# [REQUEST]
Locate every line in the listing below that contains the string "trace" and copy each of those lines.

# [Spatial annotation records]
::::::::

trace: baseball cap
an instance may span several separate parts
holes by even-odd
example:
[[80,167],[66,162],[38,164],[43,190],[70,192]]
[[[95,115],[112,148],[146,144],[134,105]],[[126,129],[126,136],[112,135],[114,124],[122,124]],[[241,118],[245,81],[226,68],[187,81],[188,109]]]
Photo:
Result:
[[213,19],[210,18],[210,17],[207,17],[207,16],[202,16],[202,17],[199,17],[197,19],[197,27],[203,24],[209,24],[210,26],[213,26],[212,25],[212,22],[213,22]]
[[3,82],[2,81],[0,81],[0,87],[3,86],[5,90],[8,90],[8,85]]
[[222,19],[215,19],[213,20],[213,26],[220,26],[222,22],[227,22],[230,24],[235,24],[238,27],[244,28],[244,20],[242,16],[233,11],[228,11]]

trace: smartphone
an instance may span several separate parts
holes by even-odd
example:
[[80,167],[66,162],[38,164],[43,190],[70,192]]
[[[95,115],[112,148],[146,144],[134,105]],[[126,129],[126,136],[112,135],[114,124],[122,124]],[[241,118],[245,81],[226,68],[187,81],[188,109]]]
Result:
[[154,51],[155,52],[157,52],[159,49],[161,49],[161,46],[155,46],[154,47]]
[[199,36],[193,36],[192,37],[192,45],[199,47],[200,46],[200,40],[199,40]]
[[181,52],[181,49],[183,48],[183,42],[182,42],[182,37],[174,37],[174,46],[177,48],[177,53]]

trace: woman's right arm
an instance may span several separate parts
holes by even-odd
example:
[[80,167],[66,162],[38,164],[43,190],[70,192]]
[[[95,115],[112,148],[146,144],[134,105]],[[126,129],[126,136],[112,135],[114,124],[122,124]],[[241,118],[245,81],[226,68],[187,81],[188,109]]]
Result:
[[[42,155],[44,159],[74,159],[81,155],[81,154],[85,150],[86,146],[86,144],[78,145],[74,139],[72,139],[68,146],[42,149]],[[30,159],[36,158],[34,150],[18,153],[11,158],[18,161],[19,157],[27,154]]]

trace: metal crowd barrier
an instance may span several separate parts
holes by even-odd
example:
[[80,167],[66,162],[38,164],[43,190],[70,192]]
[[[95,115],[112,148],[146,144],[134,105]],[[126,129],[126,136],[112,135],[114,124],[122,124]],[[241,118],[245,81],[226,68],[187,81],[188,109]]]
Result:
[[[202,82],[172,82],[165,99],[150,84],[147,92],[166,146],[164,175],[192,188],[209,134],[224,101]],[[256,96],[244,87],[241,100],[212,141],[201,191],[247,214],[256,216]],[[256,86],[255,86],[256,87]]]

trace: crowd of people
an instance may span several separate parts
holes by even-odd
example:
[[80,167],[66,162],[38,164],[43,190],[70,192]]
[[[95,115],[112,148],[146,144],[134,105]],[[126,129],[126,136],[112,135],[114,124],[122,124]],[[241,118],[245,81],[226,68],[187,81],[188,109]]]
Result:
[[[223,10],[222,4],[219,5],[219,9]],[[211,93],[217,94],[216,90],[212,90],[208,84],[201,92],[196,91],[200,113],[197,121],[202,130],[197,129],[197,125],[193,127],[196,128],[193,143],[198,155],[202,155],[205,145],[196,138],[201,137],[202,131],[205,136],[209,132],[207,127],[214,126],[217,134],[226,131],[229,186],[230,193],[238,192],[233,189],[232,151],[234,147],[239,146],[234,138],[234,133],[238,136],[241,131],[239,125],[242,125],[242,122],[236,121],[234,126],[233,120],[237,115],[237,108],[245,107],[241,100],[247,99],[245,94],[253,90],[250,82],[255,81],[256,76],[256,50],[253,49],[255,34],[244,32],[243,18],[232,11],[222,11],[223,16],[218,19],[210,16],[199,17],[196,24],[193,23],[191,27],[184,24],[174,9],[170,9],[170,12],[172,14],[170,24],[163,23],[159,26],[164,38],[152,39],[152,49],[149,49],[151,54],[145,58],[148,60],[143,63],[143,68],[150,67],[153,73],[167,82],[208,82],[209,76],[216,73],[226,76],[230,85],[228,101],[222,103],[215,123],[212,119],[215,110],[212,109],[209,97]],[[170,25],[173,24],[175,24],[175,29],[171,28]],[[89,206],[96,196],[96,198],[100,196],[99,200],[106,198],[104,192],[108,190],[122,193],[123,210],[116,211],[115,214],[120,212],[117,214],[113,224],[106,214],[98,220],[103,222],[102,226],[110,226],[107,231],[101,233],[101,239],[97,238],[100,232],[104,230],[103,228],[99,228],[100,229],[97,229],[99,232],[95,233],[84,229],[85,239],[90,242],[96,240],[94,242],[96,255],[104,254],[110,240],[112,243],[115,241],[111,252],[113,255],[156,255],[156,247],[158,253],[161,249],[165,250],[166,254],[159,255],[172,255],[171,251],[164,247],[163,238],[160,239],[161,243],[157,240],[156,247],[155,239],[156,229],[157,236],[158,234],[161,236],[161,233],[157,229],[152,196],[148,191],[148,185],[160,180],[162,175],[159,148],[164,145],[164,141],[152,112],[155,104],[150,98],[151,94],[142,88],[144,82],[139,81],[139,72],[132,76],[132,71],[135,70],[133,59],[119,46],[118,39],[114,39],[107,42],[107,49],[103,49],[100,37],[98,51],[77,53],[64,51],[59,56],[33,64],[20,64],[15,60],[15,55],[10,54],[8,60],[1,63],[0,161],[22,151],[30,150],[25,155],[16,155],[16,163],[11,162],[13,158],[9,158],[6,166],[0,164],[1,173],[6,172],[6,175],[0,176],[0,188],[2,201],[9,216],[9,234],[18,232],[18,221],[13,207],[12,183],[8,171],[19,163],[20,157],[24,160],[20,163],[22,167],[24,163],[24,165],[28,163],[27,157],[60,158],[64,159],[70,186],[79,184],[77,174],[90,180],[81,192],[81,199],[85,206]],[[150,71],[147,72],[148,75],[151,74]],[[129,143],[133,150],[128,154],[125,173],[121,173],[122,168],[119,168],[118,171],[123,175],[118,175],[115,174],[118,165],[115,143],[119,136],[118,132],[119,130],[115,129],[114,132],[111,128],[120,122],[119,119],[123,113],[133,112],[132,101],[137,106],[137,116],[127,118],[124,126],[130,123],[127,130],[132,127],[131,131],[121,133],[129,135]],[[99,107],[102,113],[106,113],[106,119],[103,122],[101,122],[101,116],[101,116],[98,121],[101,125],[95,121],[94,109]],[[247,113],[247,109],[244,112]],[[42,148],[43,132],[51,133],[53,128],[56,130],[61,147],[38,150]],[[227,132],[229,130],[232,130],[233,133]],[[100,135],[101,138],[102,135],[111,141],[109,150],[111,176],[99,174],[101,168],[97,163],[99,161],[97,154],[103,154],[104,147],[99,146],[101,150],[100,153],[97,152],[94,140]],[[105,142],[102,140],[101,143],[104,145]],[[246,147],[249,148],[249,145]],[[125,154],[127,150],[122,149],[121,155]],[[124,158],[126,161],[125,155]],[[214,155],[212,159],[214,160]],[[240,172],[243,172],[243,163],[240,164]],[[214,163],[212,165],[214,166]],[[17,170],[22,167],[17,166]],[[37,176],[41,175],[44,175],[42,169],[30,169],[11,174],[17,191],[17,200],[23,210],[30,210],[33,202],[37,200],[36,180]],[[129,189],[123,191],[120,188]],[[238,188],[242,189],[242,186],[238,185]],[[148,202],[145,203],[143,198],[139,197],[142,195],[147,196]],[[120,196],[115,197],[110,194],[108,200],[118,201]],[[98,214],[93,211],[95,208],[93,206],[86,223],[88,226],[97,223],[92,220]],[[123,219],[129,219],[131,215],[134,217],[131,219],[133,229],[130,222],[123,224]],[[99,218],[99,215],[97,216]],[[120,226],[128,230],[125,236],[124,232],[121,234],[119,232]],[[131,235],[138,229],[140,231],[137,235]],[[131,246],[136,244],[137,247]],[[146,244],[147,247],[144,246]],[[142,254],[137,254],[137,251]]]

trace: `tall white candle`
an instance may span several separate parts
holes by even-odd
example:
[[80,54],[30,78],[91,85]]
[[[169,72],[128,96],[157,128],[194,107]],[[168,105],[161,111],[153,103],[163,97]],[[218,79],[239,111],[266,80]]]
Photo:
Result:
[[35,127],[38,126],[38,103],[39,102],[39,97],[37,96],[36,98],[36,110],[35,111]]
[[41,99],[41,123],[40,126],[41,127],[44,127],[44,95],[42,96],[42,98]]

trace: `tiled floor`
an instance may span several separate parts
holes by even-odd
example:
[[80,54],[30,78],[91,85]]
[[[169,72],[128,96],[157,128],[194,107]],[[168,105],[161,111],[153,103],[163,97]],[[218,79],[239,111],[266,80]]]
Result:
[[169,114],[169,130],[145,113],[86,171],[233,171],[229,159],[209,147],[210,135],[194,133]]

::::::::

# [RESPONSE FOR THIS EXERCISE]
trace: baseball cap
trace: smartphone
trace: woman's right arm
trace: metal crowd barrier
trace: crowd of people
trace: `tall white candle`
trace: `tiled floor`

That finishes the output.